**Exercise objective:** Your task is to retype the listing word for word.

--

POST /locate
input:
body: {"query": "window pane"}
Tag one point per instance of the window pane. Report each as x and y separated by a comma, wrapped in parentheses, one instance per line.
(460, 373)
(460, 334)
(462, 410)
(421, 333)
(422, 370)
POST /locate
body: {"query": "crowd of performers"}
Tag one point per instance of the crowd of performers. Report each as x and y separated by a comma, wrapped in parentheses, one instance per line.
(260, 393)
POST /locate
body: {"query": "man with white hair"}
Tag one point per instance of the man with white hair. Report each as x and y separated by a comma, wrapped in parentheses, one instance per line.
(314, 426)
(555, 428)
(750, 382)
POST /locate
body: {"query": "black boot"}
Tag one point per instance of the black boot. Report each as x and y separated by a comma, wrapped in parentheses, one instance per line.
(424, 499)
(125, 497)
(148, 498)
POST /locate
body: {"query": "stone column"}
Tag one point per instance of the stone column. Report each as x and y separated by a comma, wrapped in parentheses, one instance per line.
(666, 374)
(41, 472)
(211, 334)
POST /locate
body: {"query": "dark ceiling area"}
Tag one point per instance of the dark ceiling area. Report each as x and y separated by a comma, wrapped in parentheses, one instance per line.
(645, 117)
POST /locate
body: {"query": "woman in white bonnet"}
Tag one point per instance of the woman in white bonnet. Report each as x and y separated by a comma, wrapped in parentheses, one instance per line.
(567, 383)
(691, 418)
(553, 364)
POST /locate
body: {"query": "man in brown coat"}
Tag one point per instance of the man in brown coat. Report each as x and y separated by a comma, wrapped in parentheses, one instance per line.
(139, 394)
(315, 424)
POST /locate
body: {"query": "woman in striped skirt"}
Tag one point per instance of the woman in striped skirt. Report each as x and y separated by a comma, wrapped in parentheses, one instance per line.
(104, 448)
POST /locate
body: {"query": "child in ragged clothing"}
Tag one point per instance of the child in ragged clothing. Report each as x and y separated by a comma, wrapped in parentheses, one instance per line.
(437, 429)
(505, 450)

--

**Exercise output:**
POST /locate
input:
body: {"query": "window pane"}
Tag one point per instance of the window pane. Report each as x and y separated by a comma, wrapped in parentheses, one instance per line.
(460, 373)
(460, 334)
(462, 410)
(421, 333)
(422, 370)
POST /locate
body: {"query": "crowd of performers"}
Tag one point per instance of the crowd of performers. Report each as x and y separated by a comma, wrapped in parentheses, one instance per line.
(260, 393)
POST /locate
body: {"query": "man with white hair"}
Tag one point per instance of the man with white hair. Report each as x and y separated by a comma, wrapped in parentheses, one instance per line.
(314, 426)
(555, 428)
(750, 382)
POST /locate
body: {"query": "black boot"}
Tag one point per instance of the black boot. Report each as x and y separated by a comma, wrapped in parentheses, one instance per line.
(424, 499)
(125, 497)
(148, 498)
POST /locate
body: {"query": "stone column"}
Tag one point per instance of the stone column. Report each as x and y separated by a comma, wrapped in parentheses, one instance per line.
(666, 374)
(41, 472)
(211, 334)
POST /locate
body: {"query": "dark ceiling area"}
Tag one point per instance of the dark ceiling area. Report each as x and y separated by a comma, wrapped in parentheses, one instance per line.
(645, 117)
POST /locate
body: {"query": "woman in white bonnet"}
Tag one point per instance of the woman in white bonnet. Report each as x and y separated by a comma, wrapped in parentheses, one instance per line.
(567, 383)
(691, 418)
(553, 364)
POST /locate
body: {"query": "man in brown coat"}
Tag one point per instance of the man in brown coat. Report each as x and y separated by a comma, wrapped in parentheses, one instance per line.
(139, 394)
(315, 424)
POST /locate
body: {"query": "woman in striped skirt"}
Tag one point per instance of the woman in striped skirt. Report each as x and y separated by a comma, wrapped in parentheses, one instance per line.
(104, 448)
POST /locate
body: {"query": "child in ragged clothing"}
Tag one point per instance of the child in ragged clothing. Report each as x and y separated by a comma, wrapped in parentheses, one instance per line.
(437, 429)
(505, 450)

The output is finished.